* _文档节选_
---+---

引发“朱毛之争”的,其实并不在于是否设立临时军委,而是前委与军委之间的职权如何划分。其导火线就是刘安恭担任军委书记一职不久,就作了一项限制前委权力的决定:前委只讨论行动问题,不要管军事。曾经历过这场争论的萧克曾在《朱毛红军侧记》一书中回忆说:“问题就出在新组织的军委。刘安恭在军委会讨论工作时,对上级机关——前委作了条决议,‘前委只讨论行动问题’。对这条决定,许多人就觉得不合适,下级怎么能决定上级的权力范围呢?从而议论纷纷。”时任红四军政治部秘书长的江华也在其回忆文章中说:“他(指刘安恭,引者)刚由苏回国不久,不了解中国红军发展历史和斗争情况,就主张搬用苏联红军的一些做法,并在他主持的一次军委会议上作出决定:前委只讨论行动问题,不要管其他事。这个决定限制了前委的领导权,使前委无法开展工作。显而易见,这个决定是错误的,是不利于革命斗争的,自然引起许多同志的不满。这时,原来在井冈山时期即存在的关于红军建设问题又开始议论起来,一些不正确的非无产阶级思想也颇有表露。”

刘安恭主持的军委作出这样的决议,显然是违背中共中央精神的。当时中共中央在关于红四军工作的指示中说得很清楚,前委不仅领导所在红色区域的地方工作,而且是在前委之下组织军委,也就是说军委是前委的下级组织,现在作为下级的军委竟然对其上级前委作出限制性的决定,作为前委书记的毛泽东对此不满,也就是情理之中的事了。

问题在于刘安恭为书记的军委能作出这样一个决定,似乎并不完全是刘个人所为。他初来乍到,对于红四军可以说是人地两生,虽然有“钦差大臣”的身份,但这样一个决定的作出,至少说明军内负责的干部中,有部分人对此决定是赞成或者同情的。由此也可以看出,“朱毛之争”表面看是前委与军委之争,实际情形并不是这样简单。

对于这个问题,中共中央文献研究室编纂的《毛泽东传(1893—1949)》是这样论述的:“转战赣南闽西的过程中,红军的环境相当艰苦。部队中,包括领导层中,对有些问题的认识出现了分歧。这时,刚从苏联回国的刘安恭,由中共中央派到红四军工作,担任临时军委书记兼军政治部主任,对毛泽东从实际出发的一些正确主张任意指责。这就促发了红四军党内关于建军原则的一场争论。”

---+---

* _所附各行_
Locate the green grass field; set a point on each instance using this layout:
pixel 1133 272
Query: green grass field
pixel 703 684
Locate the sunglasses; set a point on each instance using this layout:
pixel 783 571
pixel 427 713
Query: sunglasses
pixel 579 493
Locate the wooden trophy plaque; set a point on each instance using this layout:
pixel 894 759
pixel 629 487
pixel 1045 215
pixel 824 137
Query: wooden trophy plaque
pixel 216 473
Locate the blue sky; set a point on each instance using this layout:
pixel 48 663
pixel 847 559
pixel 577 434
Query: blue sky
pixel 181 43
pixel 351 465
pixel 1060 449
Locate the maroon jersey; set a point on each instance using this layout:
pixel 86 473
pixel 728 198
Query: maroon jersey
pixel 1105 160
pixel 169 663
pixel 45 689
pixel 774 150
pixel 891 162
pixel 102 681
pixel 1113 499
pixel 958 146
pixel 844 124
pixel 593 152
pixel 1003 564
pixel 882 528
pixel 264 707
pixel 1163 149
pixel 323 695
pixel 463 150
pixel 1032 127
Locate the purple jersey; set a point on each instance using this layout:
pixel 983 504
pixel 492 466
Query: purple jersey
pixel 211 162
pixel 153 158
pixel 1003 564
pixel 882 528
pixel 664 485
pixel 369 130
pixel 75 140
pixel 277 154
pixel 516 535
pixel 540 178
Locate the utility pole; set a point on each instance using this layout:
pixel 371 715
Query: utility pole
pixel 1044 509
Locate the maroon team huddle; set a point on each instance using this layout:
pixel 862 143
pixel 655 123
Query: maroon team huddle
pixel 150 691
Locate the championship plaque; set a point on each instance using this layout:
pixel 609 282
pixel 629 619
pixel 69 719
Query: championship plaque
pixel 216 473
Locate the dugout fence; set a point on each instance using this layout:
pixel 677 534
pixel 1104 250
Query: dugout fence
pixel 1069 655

---+---

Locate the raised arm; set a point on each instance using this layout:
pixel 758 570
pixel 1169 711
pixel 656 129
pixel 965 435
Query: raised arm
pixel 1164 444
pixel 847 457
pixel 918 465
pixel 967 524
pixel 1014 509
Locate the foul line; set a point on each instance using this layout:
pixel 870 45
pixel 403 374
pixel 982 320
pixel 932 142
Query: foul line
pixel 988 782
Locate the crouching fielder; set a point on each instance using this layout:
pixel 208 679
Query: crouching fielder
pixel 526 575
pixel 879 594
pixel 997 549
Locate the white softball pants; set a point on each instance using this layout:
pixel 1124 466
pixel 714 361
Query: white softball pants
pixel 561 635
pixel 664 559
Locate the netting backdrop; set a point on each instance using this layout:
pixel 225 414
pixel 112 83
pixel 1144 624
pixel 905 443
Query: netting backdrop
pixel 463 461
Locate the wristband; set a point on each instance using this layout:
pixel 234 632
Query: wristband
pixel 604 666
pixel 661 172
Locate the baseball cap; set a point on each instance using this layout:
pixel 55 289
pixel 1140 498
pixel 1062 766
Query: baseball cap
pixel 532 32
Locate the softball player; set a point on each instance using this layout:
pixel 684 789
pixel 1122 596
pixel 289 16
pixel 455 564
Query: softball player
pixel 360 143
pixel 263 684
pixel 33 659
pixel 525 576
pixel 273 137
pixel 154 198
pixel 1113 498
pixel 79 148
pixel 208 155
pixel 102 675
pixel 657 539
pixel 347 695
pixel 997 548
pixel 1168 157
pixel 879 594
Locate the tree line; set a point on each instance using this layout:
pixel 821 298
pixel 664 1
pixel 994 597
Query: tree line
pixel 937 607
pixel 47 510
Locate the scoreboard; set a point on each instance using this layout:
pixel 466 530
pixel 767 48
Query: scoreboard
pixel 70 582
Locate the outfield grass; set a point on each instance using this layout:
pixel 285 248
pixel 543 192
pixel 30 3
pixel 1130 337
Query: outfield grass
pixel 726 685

---+---

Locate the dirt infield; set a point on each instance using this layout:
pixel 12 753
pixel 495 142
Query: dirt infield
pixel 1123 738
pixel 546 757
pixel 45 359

---+---

* _任务说明_
将关于“朱毛之争”的节选中从“刘安恭主持的军委作出这样的决”到“争,实际情形并不是这样简单。”的一段重新写出，并把其中的“军委”一律替换为“军事委员会”。 上述各行是独立的材料，不属于节选内容。

* _书面回答_
刘安恭主持的军事委员会作出这样的决议,显然是违背中共中央精神的。当时中共中央在关于红四军工作的指示中说得很清楚,前委不仅领导所在红色区域的地方工作,而且是在前委之下组织军事委员会,也就是说军事委员会是前委的下级组织,现在作为下级的军事委员会竟然对其上级前委作出限制性的决定,作为前委书记的毛泽东对此不满,也就是情理之中的事了。

问题在于刘安恭为书记的军事委员会能作出这样一个决定,似乎并不完全是刘个人所为。他初来乍到,对于红四军可以说是人地两生,虽然有“钦差大臣”的身份,但这样一个决定的作出,至少说明军内负责的干部中,有部分人对此决定是赞成或者同情的。由此也可以看出,“朱毛之争”表面看是前委与军事委员会之争,实际情形并不是这样简单。